#### TEXTAUSZUG ####
Einleitung

Die Osram GmbH entwickelt ein leistungsfähiges LED-Modul für einen asiatischen Automobilzulieferer. Ein internationales Projekt zwischen technischer Finesse und kulturellen Welten, an dem Brunel Spezialist Willi Schlesing als Technischer Leiter eines Forschungs- und Entwicklungsteams maßgeblich beteiligt ist. Die folgende Reportage gewährt einen Einblick in seinen Arbeitstag. 

Es ist 5:34 Uhr, als Willi Schlesing wie selbstverständlich aufwacht. Vor dem Einschlafen hatte er noch über eine verbesserte geometrische Lösung zur Kühlung des neuen LED-Moduls nachgedacht, nach siebenstündigem Schlaf hat er eine mögliche Antwort parat: „Solche nächtlichen Eingebungen habe ich öfter“, scherzt der 64-jährige Physikingenieur später, als er um 7:10 Uhr nach einem etwa 800 m langen Fußmarsch zwischen Wohnung und Arbeit das Drehkreuz zum Osram-Werksgelände in Herbrechtingen nahe Ulm passiert.
#### BEREITGESTELLTES MATERIAL ####
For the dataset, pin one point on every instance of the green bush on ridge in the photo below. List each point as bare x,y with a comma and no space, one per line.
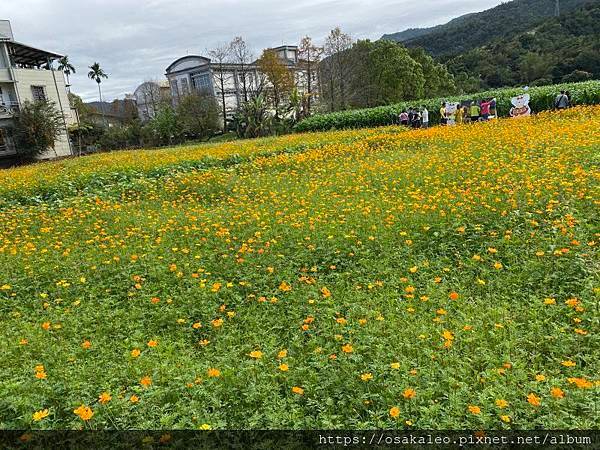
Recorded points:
542,99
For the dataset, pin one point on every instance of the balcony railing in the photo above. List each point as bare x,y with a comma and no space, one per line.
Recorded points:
9,109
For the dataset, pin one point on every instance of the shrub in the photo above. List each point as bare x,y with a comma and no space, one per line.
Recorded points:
37,128
542,98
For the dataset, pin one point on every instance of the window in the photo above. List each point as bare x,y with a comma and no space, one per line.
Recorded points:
202,82
3,146
185,90
174,91
38,93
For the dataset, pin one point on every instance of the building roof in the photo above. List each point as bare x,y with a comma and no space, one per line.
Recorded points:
29,56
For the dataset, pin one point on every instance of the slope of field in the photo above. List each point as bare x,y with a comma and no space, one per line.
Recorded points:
436,279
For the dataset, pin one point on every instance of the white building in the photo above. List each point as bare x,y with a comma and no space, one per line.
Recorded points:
239,81
26,74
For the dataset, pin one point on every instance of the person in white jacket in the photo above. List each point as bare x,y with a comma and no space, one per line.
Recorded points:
425,117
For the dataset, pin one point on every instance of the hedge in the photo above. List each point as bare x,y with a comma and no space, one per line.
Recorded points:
542,98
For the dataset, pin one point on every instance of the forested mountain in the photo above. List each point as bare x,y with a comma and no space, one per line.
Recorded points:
558,49
468,32
413,33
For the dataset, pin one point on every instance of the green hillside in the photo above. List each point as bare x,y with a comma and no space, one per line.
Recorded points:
481,28
557,50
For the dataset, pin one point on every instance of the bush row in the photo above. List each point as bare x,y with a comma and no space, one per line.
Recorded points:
542,98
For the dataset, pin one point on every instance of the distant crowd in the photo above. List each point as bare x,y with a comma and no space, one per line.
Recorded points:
472,111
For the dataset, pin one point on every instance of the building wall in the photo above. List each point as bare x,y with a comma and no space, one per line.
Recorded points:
26,78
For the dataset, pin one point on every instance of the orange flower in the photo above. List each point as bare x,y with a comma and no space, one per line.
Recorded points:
557,392
534,400
298,390
104,398
85,413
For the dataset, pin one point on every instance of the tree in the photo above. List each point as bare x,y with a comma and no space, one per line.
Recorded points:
66,67
242,56
220,55
37,128
336,49
253,119
96,73
198,115
438,81
280,79
309,56
165,126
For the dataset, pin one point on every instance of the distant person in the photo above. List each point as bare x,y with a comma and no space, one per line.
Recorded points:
443,117
459,116
416,122
425,117
493,108
484,110
466,116
562,101
474,111
403,118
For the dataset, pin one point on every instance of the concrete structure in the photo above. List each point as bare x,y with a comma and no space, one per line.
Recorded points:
26,74
149,96
194,72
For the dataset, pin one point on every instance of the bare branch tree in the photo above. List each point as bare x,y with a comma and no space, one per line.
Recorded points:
220,57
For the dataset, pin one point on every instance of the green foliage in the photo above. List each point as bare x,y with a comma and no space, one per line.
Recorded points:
198,115
165,128
542,98
380,73
475,30
253,119
564,49
37,128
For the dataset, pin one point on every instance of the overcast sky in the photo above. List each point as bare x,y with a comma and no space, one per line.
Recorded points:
135,40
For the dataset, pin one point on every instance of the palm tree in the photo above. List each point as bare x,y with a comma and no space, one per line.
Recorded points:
66,67
96,73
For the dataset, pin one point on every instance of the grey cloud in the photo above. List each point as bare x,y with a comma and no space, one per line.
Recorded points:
135,40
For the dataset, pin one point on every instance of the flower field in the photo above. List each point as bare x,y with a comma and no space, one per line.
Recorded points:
445,278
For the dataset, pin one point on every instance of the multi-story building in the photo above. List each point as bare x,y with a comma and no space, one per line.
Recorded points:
26,74
194,72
####
## ARBEITSANWEISUNG
Kannst du aus dem Textauszug über den Arbeitstag von Willi Schlesing den Abschnitt von „Es ist 5:34“ bis einschließlich „nahe Ulm passiert.“ wortgetreu kopieren?

## LÖSUNG ZUR AUFGABE
Es ist 5:34 Uhr, als Willi Schlesing wie selbstverständlich aufwacht. Vor dem Einschlafen hatte er noch über eine verbesserte geometrische Lösung zur Kühlung des neuen LED-Moduls nachgedacht, nach siebenstündigem Schlaf hat er eine mögliche Antwort parat: „Solche nächtlichen Eingebungen habe ich öfter“, scherzt der 64-jährige Physikingenieur später, als er um 7:10 Uhr nach einem etwa 800 m langen Fußmarsch zwischen Wohnung und Arbeit das Drehkreuz zum Osram-Werksgelände in Herbrechtingen nahe Ulm passiert.